----- Data shown

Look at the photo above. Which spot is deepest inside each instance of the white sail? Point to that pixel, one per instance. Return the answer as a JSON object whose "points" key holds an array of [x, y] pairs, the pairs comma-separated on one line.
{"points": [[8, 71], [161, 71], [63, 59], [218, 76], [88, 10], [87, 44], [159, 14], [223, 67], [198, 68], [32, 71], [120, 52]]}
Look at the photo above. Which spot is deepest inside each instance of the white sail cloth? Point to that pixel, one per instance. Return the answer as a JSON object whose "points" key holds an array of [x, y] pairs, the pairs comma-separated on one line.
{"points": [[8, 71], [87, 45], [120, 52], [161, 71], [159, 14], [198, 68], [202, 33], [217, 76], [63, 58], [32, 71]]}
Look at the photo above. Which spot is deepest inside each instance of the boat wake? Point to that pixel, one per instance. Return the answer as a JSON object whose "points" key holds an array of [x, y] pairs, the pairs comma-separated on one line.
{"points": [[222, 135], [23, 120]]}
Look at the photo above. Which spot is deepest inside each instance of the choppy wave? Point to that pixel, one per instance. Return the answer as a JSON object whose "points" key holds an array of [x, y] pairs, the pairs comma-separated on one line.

----------

## What the task requires
The full listing must be copied exactly, every line included.

## Completed exercise
Look at the photo above. Which spot is deepest inside each instance of the white sail? Point to that pixel, one per instance. Return the answer as a JSON object whose "points" key holds an array of [x, y] pairs, the pairs comma-separated on one line.
{"points": [[8, 71], [161, 71], [63, 59], [218, 76], [88, 10], [87, 44], [159, 14], [223, 67], [198, 68], [32, 71], [120, 52]]}
Look at the photo above. Which spot is deepest inside each instance of the white sail cloth? Point to that pixel, one per instance. Return the answer as a JSON object whose "points" key holds an array of [x, y] pairs, the pairs comma-separated on one line.
{"points": [[8, 71], [87, 45], [120, 52], [161, 71], [159, 14], [198, 68], [202, 33], [217, 76], [63, 58], [32, 71]]}
Look at the photo above. Which spot is deepest inside each instance of the boat wake? Point to that pixel, one per instance. Return the answer as a JSON object whose "points" key holds an array of [x, y] pairs, the pairs comma-separated on one line.
{"points": [[222, 135], [23, 120]]}
Look at the photo above. Which spot is deepest inside each instance of the choppy wave? Point to that pixel, one per instance. Return the answer as a JSON object whose "points" key holds an array of [x, y] pairs, the pairs comma-separated on one line.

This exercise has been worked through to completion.